### Exercises to complete
**1.** Say whether each statement agrees with the Heartland Fall Forum passage, answering yes or no and quoting the deciding words: (a) The writer's flight to Minneapolis connected through O'Hare. (b) The fire that disrupted flights broke out in an airport terminal. (c) The book awards presentation took place the following morning.
**2.** Proceed with the Heartland Fall Forum passage, writing on from its final sentence.

### Supplied passage
** Start **

On my flight from upstate New York to Minneapolis last Tuesday for the Heartland Fall Forum, I had to connect through O'Hare just days after a headline-making fire at an FAA radar facility prompted a rolling tide of delayed or canceled flights. Once I reached my hotel room (relatively undelayed), I happened to read a post on the Economist's blog that noted the situation was already improving: "The system was sorely tested, and while it strained under pressure, it held." The piece was titled "Infrastructure resilience," which seemed an apt analogy for the current state of independent bookselling.
| Booksellers hunting for great reads during the Heartland Fall Forum |
|
At the HFF book awards presentation a couple of hours later, I thought about words, which is an appropriate thing to do when you're attending a trade show sponsored by the Midwest Independent Booksellers Association and the Great Lakes Independent Booksellers Association. Words like "connections" and "work" and "business."

** End **

### Records
** Start **

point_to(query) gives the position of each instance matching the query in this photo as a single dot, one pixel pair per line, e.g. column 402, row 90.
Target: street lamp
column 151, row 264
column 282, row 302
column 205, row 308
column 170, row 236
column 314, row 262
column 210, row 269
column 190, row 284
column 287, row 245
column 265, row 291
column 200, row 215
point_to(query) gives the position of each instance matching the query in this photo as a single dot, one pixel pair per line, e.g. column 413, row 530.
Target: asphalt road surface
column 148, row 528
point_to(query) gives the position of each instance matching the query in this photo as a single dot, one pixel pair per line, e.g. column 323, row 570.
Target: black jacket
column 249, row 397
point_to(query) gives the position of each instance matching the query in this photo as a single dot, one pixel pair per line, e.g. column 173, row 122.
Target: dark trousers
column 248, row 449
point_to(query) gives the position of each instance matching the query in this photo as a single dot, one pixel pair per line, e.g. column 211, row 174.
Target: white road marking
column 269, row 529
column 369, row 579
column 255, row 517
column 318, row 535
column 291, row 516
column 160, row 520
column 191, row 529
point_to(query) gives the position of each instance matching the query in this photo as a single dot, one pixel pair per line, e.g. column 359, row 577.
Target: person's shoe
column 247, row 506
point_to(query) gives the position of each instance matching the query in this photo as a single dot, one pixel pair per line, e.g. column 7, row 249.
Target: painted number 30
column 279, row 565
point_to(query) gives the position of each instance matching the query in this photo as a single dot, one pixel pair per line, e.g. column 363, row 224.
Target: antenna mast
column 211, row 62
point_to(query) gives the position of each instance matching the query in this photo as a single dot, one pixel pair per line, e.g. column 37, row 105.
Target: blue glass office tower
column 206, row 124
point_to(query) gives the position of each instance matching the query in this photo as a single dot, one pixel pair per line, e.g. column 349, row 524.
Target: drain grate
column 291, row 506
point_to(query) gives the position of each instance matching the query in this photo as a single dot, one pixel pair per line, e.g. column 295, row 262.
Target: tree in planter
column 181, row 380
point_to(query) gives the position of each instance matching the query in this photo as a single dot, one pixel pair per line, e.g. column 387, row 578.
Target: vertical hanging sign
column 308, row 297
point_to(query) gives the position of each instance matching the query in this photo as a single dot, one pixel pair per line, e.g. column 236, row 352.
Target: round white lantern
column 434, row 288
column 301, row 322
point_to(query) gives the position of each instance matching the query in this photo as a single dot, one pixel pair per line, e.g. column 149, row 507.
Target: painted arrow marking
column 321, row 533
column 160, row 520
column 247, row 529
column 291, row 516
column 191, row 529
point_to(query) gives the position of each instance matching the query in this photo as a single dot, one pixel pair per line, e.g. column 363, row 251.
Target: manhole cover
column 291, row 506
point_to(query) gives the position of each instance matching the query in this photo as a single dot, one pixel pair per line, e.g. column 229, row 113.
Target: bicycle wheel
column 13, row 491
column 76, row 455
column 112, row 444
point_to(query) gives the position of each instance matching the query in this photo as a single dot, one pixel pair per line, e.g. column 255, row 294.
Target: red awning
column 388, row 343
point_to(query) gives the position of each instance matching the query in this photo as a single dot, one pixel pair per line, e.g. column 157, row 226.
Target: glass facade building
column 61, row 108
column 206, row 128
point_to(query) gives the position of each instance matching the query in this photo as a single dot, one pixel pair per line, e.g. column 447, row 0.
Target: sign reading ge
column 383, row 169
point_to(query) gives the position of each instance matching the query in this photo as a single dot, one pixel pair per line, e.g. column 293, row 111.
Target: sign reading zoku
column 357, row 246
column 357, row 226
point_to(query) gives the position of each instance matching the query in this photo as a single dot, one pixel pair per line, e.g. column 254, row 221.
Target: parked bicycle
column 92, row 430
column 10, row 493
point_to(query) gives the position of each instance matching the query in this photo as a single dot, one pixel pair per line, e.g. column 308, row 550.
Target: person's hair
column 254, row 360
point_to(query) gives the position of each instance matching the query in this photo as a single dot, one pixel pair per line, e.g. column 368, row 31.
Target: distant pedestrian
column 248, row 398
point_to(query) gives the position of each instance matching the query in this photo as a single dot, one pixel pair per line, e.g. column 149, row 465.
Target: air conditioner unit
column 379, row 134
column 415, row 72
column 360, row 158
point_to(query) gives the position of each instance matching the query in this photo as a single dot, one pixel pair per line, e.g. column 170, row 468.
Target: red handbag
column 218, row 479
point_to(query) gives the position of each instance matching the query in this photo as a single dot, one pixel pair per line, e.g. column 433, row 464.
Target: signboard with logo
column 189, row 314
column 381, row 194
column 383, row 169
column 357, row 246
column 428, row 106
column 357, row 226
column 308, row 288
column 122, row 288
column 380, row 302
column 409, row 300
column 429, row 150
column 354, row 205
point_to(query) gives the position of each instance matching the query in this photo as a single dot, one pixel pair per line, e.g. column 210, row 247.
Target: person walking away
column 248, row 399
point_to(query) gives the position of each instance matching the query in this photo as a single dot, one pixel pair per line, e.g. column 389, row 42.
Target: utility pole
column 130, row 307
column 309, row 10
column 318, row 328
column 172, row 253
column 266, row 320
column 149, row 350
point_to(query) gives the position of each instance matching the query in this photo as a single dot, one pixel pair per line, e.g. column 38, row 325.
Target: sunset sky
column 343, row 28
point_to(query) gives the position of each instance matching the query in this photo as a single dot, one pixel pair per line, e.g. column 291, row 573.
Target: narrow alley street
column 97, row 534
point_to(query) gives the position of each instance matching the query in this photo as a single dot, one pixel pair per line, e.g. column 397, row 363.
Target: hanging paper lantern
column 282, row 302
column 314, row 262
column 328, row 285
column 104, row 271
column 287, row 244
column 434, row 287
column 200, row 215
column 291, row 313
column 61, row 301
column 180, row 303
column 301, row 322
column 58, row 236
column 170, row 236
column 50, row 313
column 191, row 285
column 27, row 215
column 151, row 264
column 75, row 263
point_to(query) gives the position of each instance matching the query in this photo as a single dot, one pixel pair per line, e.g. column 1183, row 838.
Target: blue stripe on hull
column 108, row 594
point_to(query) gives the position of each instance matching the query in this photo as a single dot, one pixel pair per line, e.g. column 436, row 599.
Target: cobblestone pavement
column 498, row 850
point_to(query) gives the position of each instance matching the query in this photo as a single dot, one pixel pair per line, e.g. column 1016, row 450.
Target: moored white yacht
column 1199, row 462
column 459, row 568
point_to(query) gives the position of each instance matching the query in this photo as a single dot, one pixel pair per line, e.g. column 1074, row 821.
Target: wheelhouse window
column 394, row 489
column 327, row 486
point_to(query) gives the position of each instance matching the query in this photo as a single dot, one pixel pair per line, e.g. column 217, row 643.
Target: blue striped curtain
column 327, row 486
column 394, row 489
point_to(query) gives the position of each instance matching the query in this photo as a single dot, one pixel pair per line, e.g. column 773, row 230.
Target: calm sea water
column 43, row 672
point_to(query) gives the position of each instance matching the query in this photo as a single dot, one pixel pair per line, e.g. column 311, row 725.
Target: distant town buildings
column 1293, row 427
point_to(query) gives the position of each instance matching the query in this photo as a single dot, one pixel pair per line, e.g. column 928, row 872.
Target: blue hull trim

** End **

### Task answers
**1.**
(a) Yes: "I had to connect through O'Hare"
(b) No: "a headline-making fire at an FAA radar facility"
(c) No: "At the HFF book awards presentation a couple of hours later"

**2.**
In accepting her nonfiction Midwest Booksellers Choice Award for Braiding Sweetgrass (Milkweed), Robin Wall Kimmerer thanked indie booksellers who "tirelessly promote the books they love. Where would we be without them?" She also expressed her gratitude to author Kate DiCamillo, who had carried Braiding Sweetgrass with her to Washington, D.C., when she was sworn in as National Ambassador for Young People's Literature. GLIBA's Great Lakes, Great Reads children's book prize winner Andrea Beaty (Rosie Revere, Engineer Abrams) chronicled the passionate indie support she had received for her first title, Iggy Peck, Architect, adding: "This book only exists because of independent booksellers."
And Nickolas Butler, a double-barreled MIBA and GLIBA fiction winner for Shotgun Lovesongs (Thomas Dunne), admitted that while there had been a time when he "didn't know how I was supposed to approach booksellers," this had changed dramatically: "Many of you I'm proud to say are my friends now." He also said something else: "This is a business and we're in business together."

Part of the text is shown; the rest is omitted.